**INSTRUCTIONS TO FOLLOW**: Reproduce word for word the passage of the Hacker News comments on Fibonacci implementations from "Meanwhile, mathematicians look" up to and including "the golden ratio.".
### EXCERPTED TEXT ###
Hacker News new | past | comments | ask | show | jobs | submit login

If we are being pedantic, the naive Fibonacci implementation isn't tail recursive. (And any tail recursive implementation is unlikely to need TCO before the numbers get too large.)



Sorry friend, it's time to be SUPER pedantic.

Silly Computer Science nerds spend a lot of time trying to figure out the most efficient implementation of a recursive Fibonacci number function. "Ooo, let's make sure to take advantage of tail-call optimization, oh, and memoization, aren't we fancy?"

Meanwhile, mathematicians look at the problem and then cock their heads to the side and say "uh, guys, that's way too much trouble, just use the closed form solution and calculate any value in constant time using a tiny number of floating point operations". Because Fib(n) = (phi^n - (1-phi)^n)/sqrt(5), where phi is the golden ratio.


No, if there's any computations happening, that's engineers and physicists, especially if there are approximations happening.
### MATERIAL ###
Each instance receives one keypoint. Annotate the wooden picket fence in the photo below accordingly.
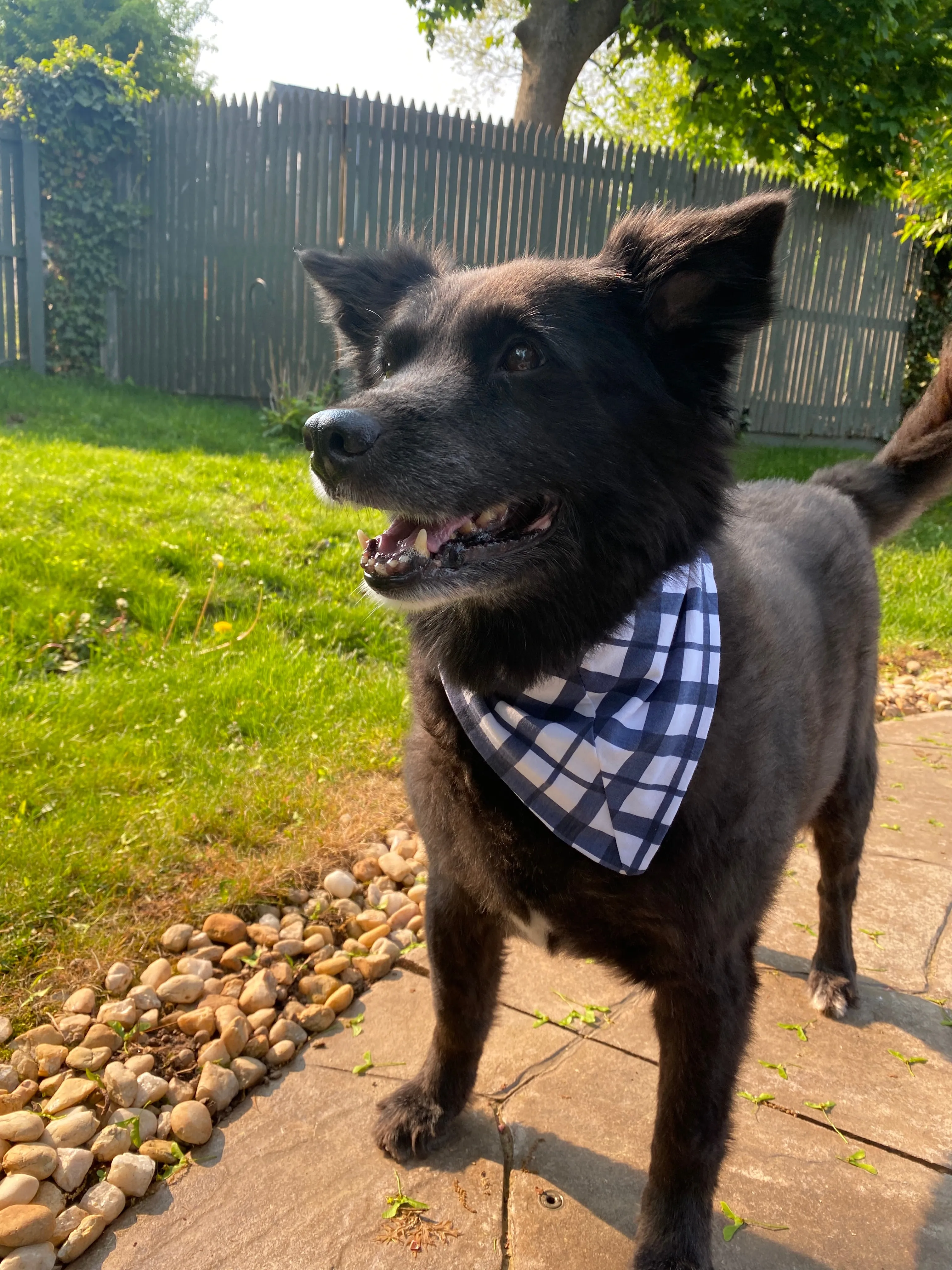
###
**REPLY**:
Meanwhile, mathematicians look at the problem and then cock their heads to the side and say "uh, guys, that's way too much trouble, just use the closed form solution and calculate any value in constant time using a tiny number of floating point operations". Because Fib(n) = (phi^n - (1-phi)^n)/sqrt(5), where phi is the golden ratio.